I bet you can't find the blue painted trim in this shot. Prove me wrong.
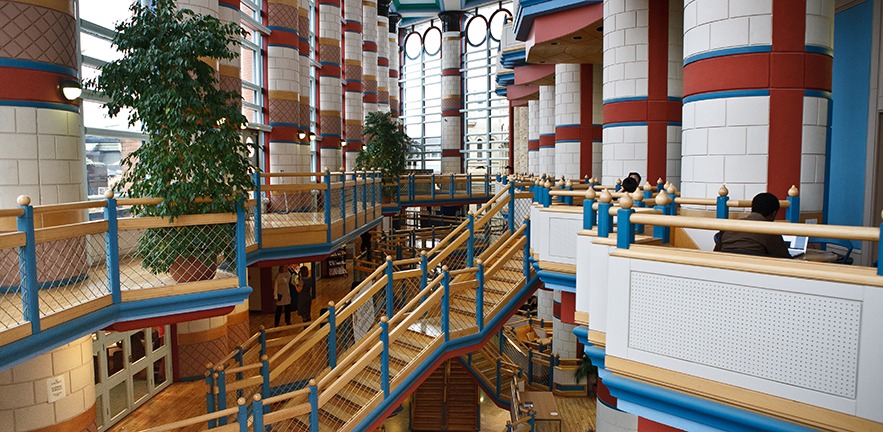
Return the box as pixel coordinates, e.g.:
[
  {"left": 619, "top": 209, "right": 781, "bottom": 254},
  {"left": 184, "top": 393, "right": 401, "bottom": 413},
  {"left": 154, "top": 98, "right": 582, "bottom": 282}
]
[
  {"left": 603, "top": 122, "right": 647, "bottom": 129},
  {"left": 604, "top": 374, "right": 813, "bottom": 432},
  {"left": 684, "top": 45, "right": 773, "bottom": 66},
  {"left": 0, "top": 100, "right": 80, "bottom": 113},
  {"left": 684, "top": 89, "right": 770, "bottom": 104},
  {"left": 537, "top": 270, "right": 576, "bottom": 293},
  {"left": 803, "top": 45, "right": 834, "bottom": 57},
  {"left": 0, "top": 58, "right": 79, "bottom": 78},
  {"left": 601, "top": 96, "right": 648, "bottom": 105}
]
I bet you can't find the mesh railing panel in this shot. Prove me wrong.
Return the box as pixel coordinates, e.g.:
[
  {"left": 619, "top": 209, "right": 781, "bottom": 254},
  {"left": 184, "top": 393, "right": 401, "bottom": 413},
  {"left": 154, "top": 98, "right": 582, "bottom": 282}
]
[
  {"left": 119, "top": 224, "right": 236, "bottom": 290},
  {"left": 261, "top": 190, "right": 326, "bottom": 228},
  {"left": 36, "top": 230, "right": 110, "bottom": 316},
  {"left": 0, "top": 248, "right": 26, "bottom": 329}
]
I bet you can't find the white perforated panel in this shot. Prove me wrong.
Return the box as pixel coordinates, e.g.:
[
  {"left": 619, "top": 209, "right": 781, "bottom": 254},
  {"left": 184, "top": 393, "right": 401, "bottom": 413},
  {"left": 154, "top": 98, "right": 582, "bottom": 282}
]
[
  {"left": 629, "top": 272, "right": 862, "bottom": 399},
  {"left": 549, "top": 217, "right": 583, "bottom": 259}
]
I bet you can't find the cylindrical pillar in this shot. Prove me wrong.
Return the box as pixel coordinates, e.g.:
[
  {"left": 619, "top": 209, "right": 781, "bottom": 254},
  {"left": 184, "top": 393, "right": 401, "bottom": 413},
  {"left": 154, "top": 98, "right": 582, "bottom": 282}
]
[
  {"left": 602, "top": 0, "right": 684, "bottom": 184},
  {"left": 438, "top": 11, "right": 462, "bottom": 173},
  {"left": 539, "top": 86, "right": 556, "bottom": 175},
  {"left": 682, "top": 0, "right": 834, "bottom": 212},
  {"left": 319, "top": 0, "right": 344, "bottom": 170},
  {"left": 343, "top": 0, "right": 365, "bottom": 171},
  {"left": 527, "top": 100, "right": 543, "bottom": 176},
  {"left": 0, "top": 335, "right": 98, "bottom": 432},
  {"left": 267, "top": 0, "right": 302, "bottom": 182},
  {"left": 0, "top": 0, "right": 86, "bottom": 210}
]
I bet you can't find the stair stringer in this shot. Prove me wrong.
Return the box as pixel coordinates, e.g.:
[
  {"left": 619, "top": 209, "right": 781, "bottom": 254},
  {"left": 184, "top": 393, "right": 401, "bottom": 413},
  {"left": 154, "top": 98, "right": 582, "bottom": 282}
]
[{"left": 353, "top": 274, "right": 540, "bottom": 431}]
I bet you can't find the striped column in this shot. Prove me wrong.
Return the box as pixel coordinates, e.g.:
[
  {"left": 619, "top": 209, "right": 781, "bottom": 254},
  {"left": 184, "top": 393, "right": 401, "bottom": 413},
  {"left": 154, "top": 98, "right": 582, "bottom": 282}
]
[
  {"left": 388, "top": 13, "right": 402, "bottom": 117},
  {"left": 374, "top": 6, "right": 389, "bottom": 112},
  {"left": 318, "top": 0, "right": 343, "bottom": 170},
  {"left": 527, "top": 100, "right": 543, "bottom": 176},
  {"left": 682, "top": 0, "right": 834, "bottom": 212},
  {"left": 438, "top": 11, "right": 462, "bottom": 173},
  {"left": 555, "top": 64, "right": 601, "bottom": 179},
  {"left": 343, "top": 0, "right": 365, "bottom": 171},
  {"left": 218, "top": 0, "right": 242, "bottom": 111},
  {"left": 602, "top": 0, "right": 682, "bottom": 184},
  {"left": 539, "top": 86, "right": 557, "bottom": 175},
  {"left": 294, "top": 1, "right": 312, "bottom": 172},
  {"left": 0, "top": 0, "right": 86, "bottom": 211},
  {"left": 362, "top": 0, "right": 377, "bottom": 116},
  {"left": 267, "top": 0, "right": 302, "bottom": 181}
]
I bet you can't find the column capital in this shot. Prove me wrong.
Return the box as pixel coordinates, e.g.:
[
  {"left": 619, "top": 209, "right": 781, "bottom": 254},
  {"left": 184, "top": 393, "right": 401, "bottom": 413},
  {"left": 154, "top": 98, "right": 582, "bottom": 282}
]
[{"left": 438, "top": 11, "right": 463, "bottom": 32}]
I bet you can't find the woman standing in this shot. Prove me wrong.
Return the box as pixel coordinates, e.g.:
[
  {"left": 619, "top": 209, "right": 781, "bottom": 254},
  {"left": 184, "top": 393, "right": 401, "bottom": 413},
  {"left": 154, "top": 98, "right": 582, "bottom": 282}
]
[{"left": 273, "top": 266, "right": 291, "bottom": 327}]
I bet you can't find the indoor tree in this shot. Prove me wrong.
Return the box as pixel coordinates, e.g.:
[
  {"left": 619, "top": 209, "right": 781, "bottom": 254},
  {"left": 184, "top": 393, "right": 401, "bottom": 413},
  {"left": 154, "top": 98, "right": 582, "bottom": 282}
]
[{"left": 86, "top": 0, "right": 256, "bottom": 278}]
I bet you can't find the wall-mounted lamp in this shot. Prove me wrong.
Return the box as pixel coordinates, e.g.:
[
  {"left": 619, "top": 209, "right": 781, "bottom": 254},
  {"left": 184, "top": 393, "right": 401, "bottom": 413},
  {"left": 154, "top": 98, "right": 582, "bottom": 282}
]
[{"left": 58, "top": 79, "right": 83, "bottom": 101}]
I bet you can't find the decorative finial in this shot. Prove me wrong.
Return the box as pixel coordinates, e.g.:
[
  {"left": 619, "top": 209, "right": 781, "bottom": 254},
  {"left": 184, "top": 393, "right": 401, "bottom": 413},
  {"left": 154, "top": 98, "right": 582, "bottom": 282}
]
[{"left": 598, "top": 189, "right": 613, "bottom": 203}]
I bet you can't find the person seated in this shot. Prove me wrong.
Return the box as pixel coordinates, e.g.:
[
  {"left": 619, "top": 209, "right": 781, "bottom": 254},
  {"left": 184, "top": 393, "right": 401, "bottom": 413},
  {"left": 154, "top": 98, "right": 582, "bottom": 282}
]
[
  {"left": 620, "top": 177, "right": 638, "bottom": 193},
  {"left": 714, "top": 192, "right": 791, "bottom": 258}
]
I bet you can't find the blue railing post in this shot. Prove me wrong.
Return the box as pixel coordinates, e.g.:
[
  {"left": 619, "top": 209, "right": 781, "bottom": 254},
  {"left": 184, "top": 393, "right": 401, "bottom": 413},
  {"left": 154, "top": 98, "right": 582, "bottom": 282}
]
[
  {"left": 785, "top": 186, "right": 800, "bottom": 223},
  {"left": 715, "top": 186, "right": 730, "bottom": 219},
  {"left": 616, "top": 199, "right": 635, "bottom": 249},
  {"left": 215, "top": 365, "right": 227, "bottom": 426},
  {"left": 380, "top": 317, "right": 389, "bottom": 399},
  {"left": 236, "top": 202, "right": 248, "bottom": 287},
  {"left": 328, "top": 301, "right": 337, "bottom": 369},
  {"left": 203, "top": 368, "right": 216, "bottom": 429},
  {"left": 236, "top": 397, "right": 248, "bottom": 432},
  {"left": 475, "top": 260, "right": 484, "bottom": 331},
  {"left": 252, "top": 173, "right": 264, "bottom": 249},
  {"left": 442, "top": 266, "right": 451, "bottom": 342},
  {"left": 251, "top": 394, "right": 264, "bottom": 431},
  {"left": 386, "top": 255, "right": 395, "bottom": 319},
  {"left": 104, "top": 190, "right": 122, "bottom": 304},
  {"left": 309, "top": 379, "right": 319, "bottom": 432},
  {"left": 323, "top": 168, "right": 331, "bottom": 243},
  {"left": 598, "top": 190, "right": 613, "bottom": 237},
  {"left": 466, "top": 210, "right": 475, "bottom": 267},
  {"left": 17, "top": 195, "right": 40, "bottom": 334},
  {"left": 583, "top": 185, "right": 597, "bottom": 229},
  {"left": 522, "top": 216, "right": 530, "bottom": 281}
]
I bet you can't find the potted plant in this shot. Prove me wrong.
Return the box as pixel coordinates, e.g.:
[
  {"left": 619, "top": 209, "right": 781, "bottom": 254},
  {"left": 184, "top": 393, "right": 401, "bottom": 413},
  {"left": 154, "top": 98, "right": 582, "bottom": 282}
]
[
  {"left": 356, "top": 111, "right": 412, "bottom": 201},
  {"left": 86, "top": 0, "right": 256, "bottom": 282}
]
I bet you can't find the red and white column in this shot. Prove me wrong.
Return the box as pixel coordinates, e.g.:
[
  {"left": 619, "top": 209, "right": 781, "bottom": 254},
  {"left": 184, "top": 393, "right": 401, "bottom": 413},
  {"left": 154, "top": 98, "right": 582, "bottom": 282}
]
[
  {"left": 602, "top": 0, "right": 682, "bottom": 184},
  {"left": 343, "top": 0, "right": 365, "bottom": 171},
  {"left": 682, "top": 0, "right": 834, "bottom": 212},
  {"left": 439, "top": 11, "right": 466, "bottom": 173}
]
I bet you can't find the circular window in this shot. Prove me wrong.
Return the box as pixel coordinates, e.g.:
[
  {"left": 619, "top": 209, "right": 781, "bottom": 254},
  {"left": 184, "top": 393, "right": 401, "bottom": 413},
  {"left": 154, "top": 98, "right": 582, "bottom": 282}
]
[
  {"left": 488, "top": 9, "right": 512, "bottom": 42},
  {"left": 466, "top": 15, "right": 487, "bottom": 47},
  {"left": 405, "top": 31, "right": 423, "bottom": 60},
  {"left": 423, "top": 26, "right": 441, "bottom": 56}
]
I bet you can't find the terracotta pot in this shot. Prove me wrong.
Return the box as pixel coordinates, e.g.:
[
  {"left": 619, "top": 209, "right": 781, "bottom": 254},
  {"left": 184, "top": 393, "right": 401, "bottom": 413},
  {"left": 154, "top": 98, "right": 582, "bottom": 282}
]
[{"left": 169, "top": 257, "right": 218, "bottom": 283}]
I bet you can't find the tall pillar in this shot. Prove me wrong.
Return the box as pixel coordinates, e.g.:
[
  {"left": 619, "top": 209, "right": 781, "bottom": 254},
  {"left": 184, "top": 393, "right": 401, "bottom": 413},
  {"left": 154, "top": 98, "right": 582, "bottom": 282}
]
[
  {"left": 319, "top": 0, "right": 343, "bottom": 170},
  {"left": 682, "top": 0, "right": 834, "bottom": 212},
  {"left": 343, "top": 0, "right": 365, "bottom": 171},
  {"left": 0, "top": 0, "right": 86, "bottom": 209},
  {"left": 267, "top": 0, "right": 302, "bottom": 182},
  {"left": 527, "top": 100, "right": 543, "bottom": 176},
  {"left": 539, "top": 86, "right": 557, "bottom": 176},
  {"left": 362, "top": 0, "right": 378, "bottom": 116},
  {"left": 603, "top": 0, "right": 684, "bottom": 184},
  {"left": 387, "top": 13, "right": 402, "bottom": 117},
  {"left": 374, "top": 0, "right": 390, "bottom": 112},
  {"left": 438, "top": 11, "right": 466, "bottom": 173},
  {"left": 0, "top": 335, "right": 98, "bottom": 432}
]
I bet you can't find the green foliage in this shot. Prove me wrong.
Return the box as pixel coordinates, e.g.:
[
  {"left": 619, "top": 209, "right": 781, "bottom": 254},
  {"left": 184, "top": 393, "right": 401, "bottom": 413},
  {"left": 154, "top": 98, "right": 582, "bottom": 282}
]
[
  {"left": 356, "top": 112, "right": 411, "bottom": 180},
  {"left": 86, "top": 0, "right": 257, "bottom": 273}
]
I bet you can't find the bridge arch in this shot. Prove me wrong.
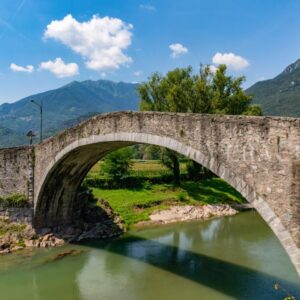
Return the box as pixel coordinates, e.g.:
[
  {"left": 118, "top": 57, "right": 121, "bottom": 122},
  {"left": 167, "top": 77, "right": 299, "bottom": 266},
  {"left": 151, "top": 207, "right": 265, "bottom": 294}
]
[{"left": 34, "top": 112, "right": 300, "bottom": 272}]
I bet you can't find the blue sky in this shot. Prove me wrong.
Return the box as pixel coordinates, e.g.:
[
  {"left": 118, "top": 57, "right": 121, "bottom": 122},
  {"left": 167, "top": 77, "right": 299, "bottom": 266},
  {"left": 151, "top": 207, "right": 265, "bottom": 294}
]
[{"left": 0, "top": 0, "right": 300, "bottom": 104}]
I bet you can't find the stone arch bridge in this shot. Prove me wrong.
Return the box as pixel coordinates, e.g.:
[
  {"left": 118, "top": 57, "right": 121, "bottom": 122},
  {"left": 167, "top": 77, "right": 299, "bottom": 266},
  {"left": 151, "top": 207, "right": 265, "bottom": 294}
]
[{"left": 0, "top": 112, "right": 300, "bottom": 274}]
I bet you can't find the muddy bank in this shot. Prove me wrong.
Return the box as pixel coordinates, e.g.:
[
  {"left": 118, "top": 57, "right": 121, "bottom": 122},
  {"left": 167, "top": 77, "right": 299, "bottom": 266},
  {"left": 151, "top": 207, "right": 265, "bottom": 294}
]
[
  {"left": 136, "top": 204, "right": 244, "bottom": 227},
  {"left": 0, "top": 195, "right": 126, "bottom": 254}
]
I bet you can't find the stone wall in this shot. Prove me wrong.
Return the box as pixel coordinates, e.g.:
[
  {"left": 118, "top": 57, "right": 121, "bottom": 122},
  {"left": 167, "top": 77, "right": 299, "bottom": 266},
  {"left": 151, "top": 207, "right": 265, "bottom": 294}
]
[
  {"left": 0, "top": 112, "right": 300, "bottom": 273},
  {"left": 0, "top": 204, "right": 32, "bottom": 224},
  {"left": 0, "top": 147, "right": 34, "bottom": 203}
]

○ ○ ○ ○ ○ ○ ○

> Goal: Locate each line in the items above that contains the word "railing" and copy those lines out in full. Treat the match as case-sensitive.

> Result of this exercise:
I bet you can't find the mesh railing panel in this shot. Prove me wrong.
I bet you can't find the blue railing post in this shot. Prove me wrong.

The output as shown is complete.